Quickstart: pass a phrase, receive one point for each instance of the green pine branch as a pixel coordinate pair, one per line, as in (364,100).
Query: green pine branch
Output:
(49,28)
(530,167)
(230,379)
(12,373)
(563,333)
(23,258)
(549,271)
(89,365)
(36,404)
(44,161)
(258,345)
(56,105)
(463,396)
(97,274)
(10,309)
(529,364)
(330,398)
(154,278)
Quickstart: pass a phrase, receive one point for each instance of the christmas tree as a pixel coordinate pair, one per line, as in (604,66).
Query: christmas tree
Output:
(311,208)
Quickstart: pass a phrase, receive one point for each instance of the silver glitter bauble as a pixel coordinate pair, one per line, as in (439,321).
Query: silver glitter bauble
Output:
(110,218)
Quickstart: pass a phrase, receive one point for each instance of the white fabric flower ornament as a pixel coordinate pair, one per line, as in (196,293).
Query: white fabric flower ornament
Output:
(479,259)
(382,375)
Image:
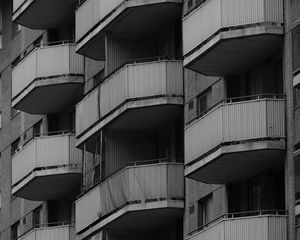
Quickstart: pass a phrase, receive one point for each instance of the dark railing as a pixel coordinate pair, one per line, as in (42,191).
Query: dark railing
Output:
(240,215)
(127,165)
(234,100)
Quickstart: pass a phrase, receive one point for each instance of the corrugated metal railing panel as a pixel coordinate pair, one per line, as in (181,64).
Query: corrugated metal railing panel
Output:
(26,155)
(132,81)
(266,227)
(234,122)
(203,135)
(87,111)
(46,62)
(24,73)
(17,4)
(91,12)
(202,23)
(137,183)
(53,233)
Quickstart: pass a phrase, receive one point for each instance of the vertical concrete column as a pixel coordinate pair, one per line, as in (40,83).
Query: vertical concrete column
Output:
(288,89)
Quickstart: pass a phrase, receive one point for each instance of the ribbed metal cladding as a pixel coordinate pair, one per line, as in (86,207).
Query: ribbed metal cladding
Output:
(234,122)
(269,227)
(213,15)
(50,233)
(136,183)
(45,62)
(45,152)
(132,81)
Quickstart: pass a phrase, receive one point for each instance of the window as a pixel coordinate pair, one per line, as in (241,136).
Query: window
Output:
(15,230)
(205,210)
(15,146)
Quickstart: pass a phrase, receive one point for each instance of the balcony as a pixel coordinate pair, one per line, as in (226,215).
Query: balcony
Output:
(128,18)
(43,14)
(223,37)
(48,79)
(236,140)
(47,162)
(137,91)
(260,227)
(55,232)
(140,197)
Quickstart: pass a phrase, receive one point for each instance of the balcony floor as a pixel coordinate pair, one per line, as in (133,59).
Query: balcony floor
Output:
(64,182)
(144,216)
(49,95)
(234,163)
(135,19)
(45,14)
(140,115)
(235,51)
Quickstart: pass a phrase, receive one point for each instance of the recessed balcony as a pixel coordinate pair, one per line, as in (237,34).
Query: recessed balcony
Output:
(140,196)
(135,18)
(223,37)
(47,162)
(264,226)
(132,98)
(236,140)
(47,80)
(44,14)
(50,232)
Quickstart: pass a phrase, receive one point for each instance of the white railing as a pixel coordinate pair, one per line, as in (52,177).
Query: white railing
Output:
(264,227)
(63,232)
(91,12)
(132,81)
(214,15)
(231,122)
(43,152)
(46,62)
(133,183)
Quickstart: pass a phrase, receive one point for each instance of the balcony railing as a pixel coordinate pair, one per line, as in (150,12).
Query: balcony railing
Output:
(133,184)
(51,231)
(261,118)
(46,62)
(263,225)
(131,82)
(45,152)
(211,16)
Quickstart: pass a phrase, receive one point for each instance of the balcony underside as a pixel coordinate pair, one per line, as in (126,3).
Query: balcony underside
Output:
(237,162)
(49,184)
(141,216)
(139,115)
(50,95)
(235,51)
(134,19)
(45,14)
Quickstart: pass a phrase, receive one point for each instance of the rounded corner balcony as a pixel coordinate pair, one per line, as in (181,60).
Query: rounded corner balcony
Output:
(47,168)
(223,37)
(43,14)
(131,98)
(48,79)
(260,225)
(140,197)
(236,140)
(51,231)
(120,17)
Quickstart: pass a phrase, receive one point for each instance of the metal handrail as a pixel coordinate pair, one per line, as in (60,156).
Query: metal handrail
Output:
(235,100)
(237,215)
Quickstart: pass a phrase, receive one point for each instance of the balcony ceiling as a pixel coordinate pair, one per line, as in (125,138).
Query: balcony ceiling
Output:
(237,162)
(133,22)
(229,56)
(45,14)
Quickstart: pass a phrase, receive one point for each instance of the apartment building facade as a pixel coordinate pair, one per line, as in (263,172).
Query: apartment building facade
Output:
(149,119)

==========

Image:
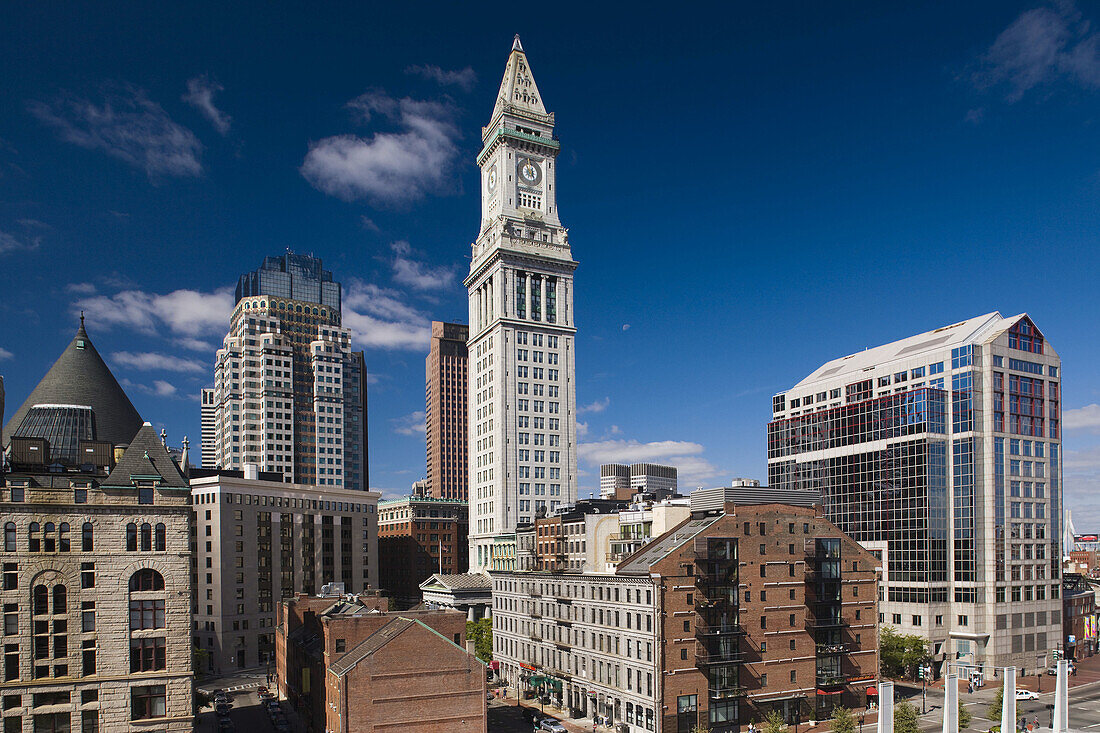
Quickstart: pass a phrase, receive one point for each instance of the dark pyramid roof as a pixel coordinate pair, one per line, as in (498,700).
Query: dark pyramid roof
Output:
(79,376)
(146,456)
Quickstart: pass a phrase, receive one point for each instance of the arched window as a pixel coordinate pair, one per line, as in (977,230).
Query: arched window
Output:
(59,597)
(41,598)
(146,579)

==========

Locate every line in the listing above that contains the word "glitter" and copy each one. Case counts.

Quickstart: pass a phrase, receive one point for each instance of the silver glitter bauble as a pixel coordinate pair, one per line, as in (439,321).
Query: silver glitter bauble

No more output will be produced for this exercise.